Exercise directions:
Starting at the line that holds "Would you mind indicating the raffia", set down each line through the end of the listing, exactly as written and with nothing added.

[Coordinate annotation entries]
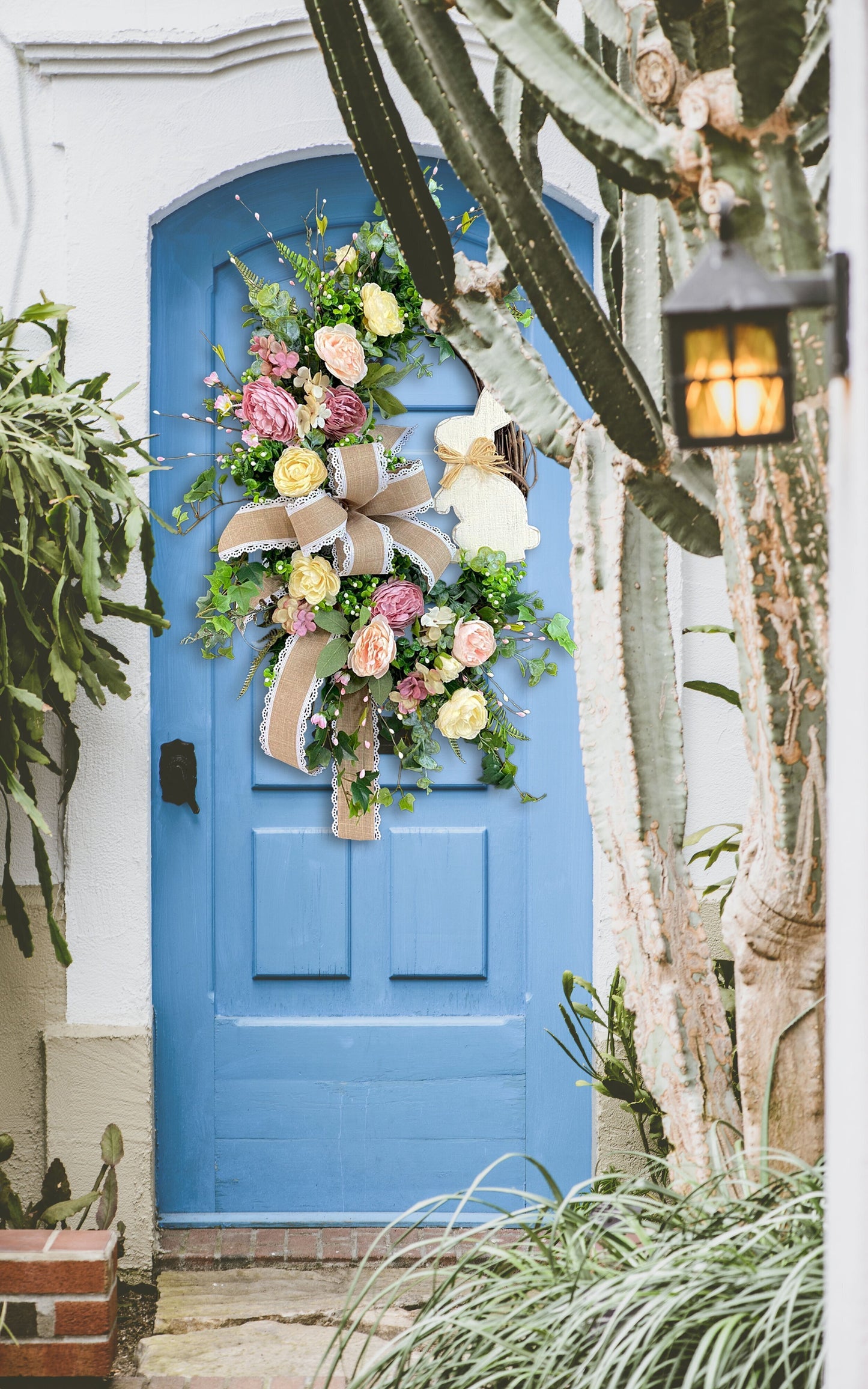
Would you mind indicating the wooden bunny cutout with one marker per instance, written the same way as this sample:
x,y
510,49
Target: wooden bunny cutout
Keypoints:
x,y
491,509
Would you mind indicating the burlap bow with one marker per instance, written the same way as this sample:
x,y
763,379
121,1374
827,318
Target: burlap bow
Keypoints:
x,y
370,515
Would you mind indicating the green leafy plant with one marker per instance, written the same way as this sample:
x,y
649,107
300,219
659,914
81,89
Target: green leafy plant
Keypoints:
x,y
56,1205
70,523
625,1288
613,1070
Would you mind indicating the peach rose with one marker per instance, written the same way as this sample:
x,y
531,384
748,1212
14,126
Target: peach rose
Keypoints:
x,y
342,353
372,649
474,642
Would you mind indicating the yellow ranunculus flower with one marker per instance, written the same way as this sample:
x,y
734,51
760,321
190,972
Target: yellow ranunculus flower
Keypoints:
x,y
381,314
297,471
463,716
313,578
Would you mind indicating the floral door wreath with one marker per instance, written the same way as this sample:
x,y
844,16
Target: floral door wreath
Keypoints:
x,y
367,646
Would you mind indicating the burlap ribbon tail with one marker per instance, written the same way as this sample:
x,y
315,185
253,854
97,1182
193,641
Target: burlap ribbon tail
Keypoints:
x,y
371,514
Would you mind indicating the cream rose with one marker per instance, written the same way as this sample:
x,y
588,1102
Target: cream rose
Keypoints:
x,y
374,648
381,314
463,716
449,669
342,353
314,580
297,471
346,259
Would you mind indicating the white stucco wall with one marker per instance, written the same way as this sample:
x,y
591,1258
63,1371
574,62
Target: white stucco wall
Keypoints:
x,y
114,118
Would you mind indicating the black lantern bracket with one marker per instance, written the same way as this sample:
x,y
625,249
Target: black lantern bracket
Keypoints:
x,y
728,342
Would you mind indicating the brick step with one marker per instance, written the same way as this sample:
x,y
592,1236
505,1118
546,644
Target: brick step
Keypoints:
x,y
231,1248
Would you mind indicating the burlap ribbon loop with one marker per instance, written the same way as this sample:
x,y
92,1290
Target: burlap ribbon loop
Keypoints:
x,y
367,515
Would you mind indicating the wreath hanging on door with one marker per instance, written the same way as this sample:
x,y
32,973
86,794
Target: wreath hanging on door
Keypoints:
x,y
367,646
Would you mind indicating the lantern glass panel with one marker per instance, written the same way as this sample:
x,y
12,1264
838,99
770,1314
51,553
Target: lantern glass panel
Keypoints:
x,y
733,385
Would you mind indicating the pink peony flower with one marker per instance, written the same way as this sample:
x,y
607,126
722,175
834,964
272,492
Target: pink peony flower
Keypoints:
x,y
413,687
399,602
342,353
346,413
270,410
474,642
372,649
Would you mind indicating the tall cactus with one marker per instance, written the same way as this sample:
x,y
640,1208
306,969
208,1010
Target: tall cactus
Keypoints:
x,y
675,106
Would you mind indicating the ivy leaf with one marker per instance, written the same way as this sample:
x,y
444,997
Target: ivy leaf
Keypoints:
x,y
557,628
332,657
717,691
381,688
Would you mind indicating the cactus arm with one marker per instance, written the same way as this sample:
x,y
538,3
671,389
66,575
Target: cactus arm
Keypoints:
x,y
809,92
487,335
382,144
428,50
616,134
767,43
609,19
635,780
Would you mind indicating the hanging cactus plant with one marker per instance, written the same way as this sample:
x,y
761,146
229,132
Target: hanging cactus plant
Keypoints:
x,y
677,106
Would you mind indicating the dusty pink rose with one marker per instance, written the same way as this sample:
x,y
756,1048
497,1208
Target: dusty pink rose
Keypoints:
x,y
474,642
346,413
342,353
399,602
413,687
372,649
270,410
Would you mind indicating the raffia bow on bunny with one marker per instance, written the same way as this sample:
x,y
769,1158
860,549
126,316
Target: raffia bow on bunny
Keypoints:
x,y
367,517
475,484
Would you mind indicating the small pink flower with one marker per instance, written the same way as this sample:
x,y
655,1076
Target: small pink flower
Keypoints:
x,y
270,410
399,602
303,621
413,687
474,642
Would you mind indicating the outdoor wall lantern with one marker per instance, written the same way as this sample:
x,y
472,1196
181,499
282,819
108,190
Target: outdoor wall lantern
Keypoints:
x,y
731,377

Written answer:
Would you mind indicating the raffia bow on bunny with one marker per instance, written the same way as this sample:
x,y
769,1158
860,549
126,316
Target: raffia bow on bunny
Keypoints:
x,y
367,517
475,484
Would you mind indicating the small pink flower with one marker per instance, written the same way as this sample:
x,y
655,1076
Target: small pink flower
Keypoints:
x,y
270,410
399,602
303,621
413,687
474,642
Would you mind indicating the outdoor wall lantern with one marker per instance, written the same way as this sample:
x,y
472,1196
181,499
282,819
108,190
Target: outdoor wall lantern
Keypoints:
x,y
731,377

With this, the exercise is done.